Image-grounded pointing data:
[Start of section]
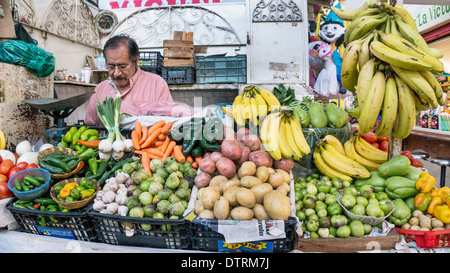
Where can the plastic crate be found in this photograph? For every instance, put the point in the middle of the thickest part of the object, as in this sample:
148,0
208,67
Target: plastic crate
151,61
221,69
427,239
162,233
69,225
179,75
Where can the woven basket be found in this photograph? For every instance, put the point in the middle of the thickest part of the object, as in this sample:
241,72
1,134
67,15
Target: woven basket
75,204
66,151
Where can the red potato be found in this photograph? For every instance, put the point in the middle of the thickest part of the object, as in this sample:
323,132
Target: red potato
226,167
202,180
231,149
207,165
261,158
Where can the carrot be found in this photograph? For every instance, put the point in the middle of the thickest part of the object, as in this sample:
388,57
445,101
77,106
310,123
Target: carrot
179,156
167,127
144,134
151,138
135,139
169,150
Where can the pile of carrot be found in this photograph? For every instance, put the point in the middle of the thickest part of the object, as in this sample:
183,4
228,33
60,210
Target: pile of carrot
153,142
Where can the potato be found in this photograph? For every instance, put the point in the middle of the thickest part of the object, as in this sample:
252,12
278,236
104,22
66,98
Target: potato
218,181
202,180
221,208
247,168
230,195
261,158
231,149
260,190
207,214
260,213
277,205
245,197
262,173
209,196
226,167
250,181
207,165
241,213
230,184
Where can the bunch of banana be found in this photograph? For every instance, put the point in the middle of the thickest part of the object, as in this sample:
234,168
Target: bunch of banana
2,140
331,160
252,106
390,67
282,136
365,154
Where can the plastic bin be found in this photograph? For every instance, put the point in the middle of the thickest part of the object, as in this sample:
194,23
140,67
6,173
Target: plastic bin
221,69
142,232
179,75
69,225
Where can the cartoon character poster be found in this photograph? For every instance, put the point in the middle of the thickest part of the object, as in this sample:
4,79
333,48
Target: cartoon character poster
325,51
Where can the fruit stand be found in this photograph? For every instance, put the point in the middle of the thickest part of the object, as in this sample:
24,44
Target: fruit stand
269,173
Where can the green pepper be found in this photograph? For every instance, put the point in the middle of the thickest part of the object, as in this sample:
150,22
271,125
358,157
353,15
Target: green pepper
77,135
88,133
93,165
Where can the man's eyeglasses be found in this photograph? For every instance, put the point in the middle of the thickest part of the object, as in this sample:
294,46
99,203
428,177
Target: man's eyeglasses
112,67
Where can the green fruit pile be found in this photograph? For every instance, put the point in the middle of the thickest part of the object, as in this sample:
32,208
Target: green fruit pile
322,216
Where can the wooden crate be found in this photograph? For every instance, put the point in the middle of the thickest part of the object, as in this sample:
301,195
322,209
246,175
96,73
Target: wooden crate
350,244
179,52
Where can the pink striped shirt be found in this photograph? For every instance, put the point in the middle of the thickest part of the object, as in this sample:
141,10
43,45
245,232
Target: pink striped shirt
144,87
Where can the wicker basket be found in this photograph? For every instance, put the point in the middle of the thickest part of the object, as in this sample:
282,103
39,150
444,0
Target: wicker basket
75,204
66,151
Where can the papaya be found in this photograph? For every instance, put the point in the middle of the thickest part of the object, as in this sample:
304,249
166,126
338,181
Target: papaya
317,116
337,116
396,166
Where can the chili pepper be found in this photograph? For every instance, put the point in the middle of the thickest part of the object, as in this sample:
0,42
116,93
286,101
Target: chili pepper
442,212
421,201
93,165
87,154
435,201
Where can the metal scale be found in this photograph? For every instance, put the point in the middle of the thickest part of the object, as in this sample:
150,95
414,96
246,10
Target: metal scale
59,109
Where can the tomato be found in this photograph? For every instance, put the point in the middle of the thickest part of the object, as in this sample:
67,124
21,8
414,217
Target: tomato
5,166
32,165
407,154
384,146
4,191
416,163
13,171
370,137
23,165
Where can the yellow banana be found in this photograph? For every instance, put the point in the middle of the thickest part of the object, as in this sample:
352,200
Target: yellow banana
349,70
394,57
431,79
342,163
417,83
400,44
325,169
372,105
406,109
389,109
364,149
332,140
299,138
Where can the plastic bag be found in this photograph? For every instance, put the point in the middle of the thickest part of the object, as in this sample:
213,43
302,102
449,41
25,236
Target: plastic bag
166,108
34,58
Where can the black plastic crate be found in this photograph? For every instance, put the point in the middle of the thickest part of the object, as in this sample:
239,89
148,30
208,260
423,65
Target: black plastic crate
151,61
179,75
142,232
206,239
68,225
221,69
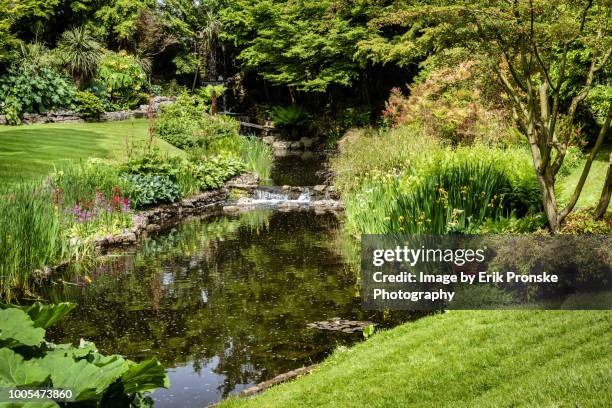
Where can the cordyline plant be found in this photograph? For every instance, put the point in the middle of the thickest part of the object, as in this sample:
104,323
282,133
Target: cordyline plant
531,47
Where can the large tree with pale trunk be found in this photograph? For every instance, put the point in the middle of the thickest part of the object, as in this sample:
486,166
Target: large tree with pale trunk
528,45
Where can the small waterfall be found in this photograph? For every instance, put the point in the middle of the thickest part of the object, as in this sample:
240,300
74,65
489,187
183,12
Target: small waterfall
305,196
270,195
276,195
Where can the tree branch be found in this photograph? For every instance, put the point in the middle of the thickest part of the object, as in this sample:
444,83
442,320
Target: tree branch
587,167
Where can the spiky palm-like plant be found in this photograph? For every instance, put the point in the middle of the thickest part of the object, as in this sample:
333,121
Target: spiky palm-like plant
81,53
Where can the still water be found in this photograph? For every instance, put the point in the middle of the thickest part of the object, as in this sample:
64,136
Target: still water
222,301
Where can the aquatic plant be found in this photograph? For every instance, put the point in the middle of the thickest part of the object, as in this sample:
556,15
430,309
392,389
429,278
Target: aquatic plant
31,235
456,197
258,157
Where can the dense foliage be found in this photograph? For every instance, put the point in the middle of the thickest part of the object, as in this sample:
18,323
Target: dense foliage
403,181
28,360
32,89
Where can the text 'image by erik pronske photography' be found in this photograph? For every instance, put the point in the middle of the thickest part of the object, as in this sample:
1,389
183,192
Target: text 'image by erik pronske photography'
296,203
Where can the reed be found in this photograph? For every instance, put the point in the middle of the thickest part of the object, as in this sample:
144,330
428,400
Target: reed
[End of section]
Your instructions: Go through the records and repeat each one exactly, skipping anything that is a picture.

Solution to this problem:
Where can the plastic crate be found in this photograph? For every instance, put the point in the middle of the thickest part of the object, as in this sample:
148,0
208,67
Target: plastic crate
151,61
221,69
427,239
162,233
69,225
179,75
Where can the woven basket be found in this photograph? For every instance, put the point in the middle of the thickest part of the object, as in this sample:
241,72
1,134
67,15
Target: woven basket
75,204
66,151
Where can the red potato be found in this photograph? For every instance, put the point in the middle of the thickest part of the object, as in this sample:
323,132
Target: red potato
226,167
202,180
231,149
207,165
261,158
Where can the carrot be found in this photograph? For every instance, put the point in the middle of the thickest part of the object, as in this sample:
388,57
445,101
77,106
310,123
Target: carrot
179,156
167,127
144,134
151,138
135,139
169,150
Where can the pile of carrot be found in this photograph? For every instance, put the point in the middle of the thickest part of the object, as in this sample:
183,4
228,33
60,210
Target: pile of carrot
153,142
Where can the potato be found in this photograph? For every instance, put the point in the middle of the thickest part of the object, as in this sample:
252,12
278,236
104,22
66,98
Target: potato
218,181
202,180
221,208
247,168
230,195
261,158
231,149
260,190
207,214
260,213
277,205
245,197
262,173
209,196
226,167
250,181
207,165
241,213
230,184
Where can the bunch of banana be found in this photograph? For every instance, put the point in the middle of the thickest part of the object, as in this sample:
234,168
Target: bunch of banana
2,140
331,160
252,106
390,67
282,136
365,154
Where can the plastic bin be found in this photograph? For every instance, put the point in the middle of the thickest part of the object, as in this sample:
194,23
140,67
6,173
Target: plastic bin
221,69
142,232
179,75
69,225
Where can the cartoon character poster be found in this photograph? For every instance, put the point in the middle of the thickest part of the object, as in this sample:
4,79
333,48
Target: cartoon character poster
325,51
Where can the fruit stand be found in this photograph? For every instance, put the point in the middle of the thickest part of the object, as in this sample:
24,44
Target: fruit stand
269,173
Where can the green pepper be found in this photograph? For every instance, put the point in the middle of the thickest part of the object, as in this sample:
150,22
271,125
358,157
353,15
Target: green pepper
77,135
88,133
93,165
Where can the man's eyeglasses be found in this photograph? For every instance, put the point in the middle of the thickest part of the object, as in this sample:
294,46
99,203
428,177
Target: man's eyeglasses
112,67
Where can the green fruit pile be found in this photograph? For every instance, put the point in the middle of the thickest part of the object, as in this sample:
32,208
Target: green fruit pile
322,216
Where can the wooden crate be found in this photograph? For every instance, put the point in the middle of the thickest part of the object, as in this sample:
301,195
322,209
246,175
96,73
Target: wooden crate
350,244
179,52
Where can the pink striped shirt be found in this photograph? For every instance, put the point in the middle of the thickest part of the object, as in this sample:
141,10
43,45
245,232
Target: pink striped shirt
144,87
Where can the wicker basket be found in this photograph? For every instance, put the point in the middle of the thickest part of the object, as in this sample:
282,103
39,150
444,0
Target: wicker basket
75,204
66,151
Where can the papaya be found in this photograph? For every instance, put the point in the middle of the thickest part of the object, as in this sample:
304,249
166,126
338,181
Target: papaya
317,116
337,116
396,166
Where can the chili pepper be found in this photograph? For every instance, put the point in the middle of the thickest part of the object, as in this sample:
0,42
116,93
286,101
Target: chili pepper
442,212
421,201
93,165
87,154
435,201
Where can the metal scale be found in this photograph? For every instance, put the point in the middle of the thickest part of the object, as in this sample:
150,95
414,96
246,10
Target: metal scale
59,109
Where can the tomato be found in this photograph? For every instance, put the point in the middle of the thickest part of the object, as in this sample:
67,124
21,8
414,217
Target: tomato
5,166
32,165
407,154
384,146
4,191
416,163
13,171
370,137
23,165
Where can the yellow banana be found in this photograph? For every instance, put the point in the middle of the thickest part of the object, as in this sample:
352,200
Target: yellow banana
349,70
394,57
431,79
342,163
417,83
400,44
325,169
372,105
406,109
389,109
364,149
332,140
299,138
Where can the plastic bag be found in this photograph? For every instance, put the point in the middle of the thickest part of the object, as in this sample:
213,43
302,102
449,41
25,236
Target: plastic bag
166,108
34,58
Where can the black plastic crate be found in this photograph? For every instance, put the point in the middle of the thickest part of the object, as in this sample:
239,89
148,30
208,260
423,65
Target: black plastic crate
151,61
179,75
142,232
206,239
68,225
221,69
Where can the cordyline plant be found in this photograph? For every instance, put the point in the middle of the thickest part of the object, as in this sample:
104,323
282,133
Target: cordyline plant
531,47
Where can the large tree with pale trunk be found in this photograph? For every instance, put the point in the middle of the thickest part of the object, as in this sample:
486,166
Target: large tree with pale trunk
528,45
Where can the small waterfall be found in this photograph? For every instance, put the point in the middle of the thickest part of the object, as in this sample:
240,300
74,65
489,187
183,12
Target: small waterfall
305,196
270,195
276,195
Where can the tree branch be found in this photograph? For every instance, put the point in the middle of the thickest part of the object, as in this sample:
444,83
442,320
Target: tree branch
587,167
Where can the spiky palm-like plant be found in this photograph? For every instance, put the point in the middle of the thickest part of the object, as in this sample:
333,121
Target: spiky palm-like plant
81,53
Where can the still water be found in this photograph? For every instance, put the point in the middle of the thickest part of the object, as in this sample:
64,136
Target: still water
222,301
Where can the aquatic plant be found in this photograph? For every instance, put the point in the middle of the thickest part of the object, as in this sample:
556,15
430,309
392,389
429,278
Target: aquatic plant
31,235
456,197
258,157
Where can the dense foliage be found in this photograph? For every instance, put the point in the middle of the thickest part of the object, as in this sample:
18,323
Target: dense foliage
403,181
28,360
32,89
Where can the text 'image by erik pronske photography' be found in this photograph? For every instance, put the point in the middle of the thickest part of the object, as in this sample:
1,389
183,192
Target: text 'image by erik pronske photography'
296,203
Where can the reed be found in this photograph? For every instance, put the point in the middle of the thickest part of the object, as in this sample:
144,330
428,400
Target: reed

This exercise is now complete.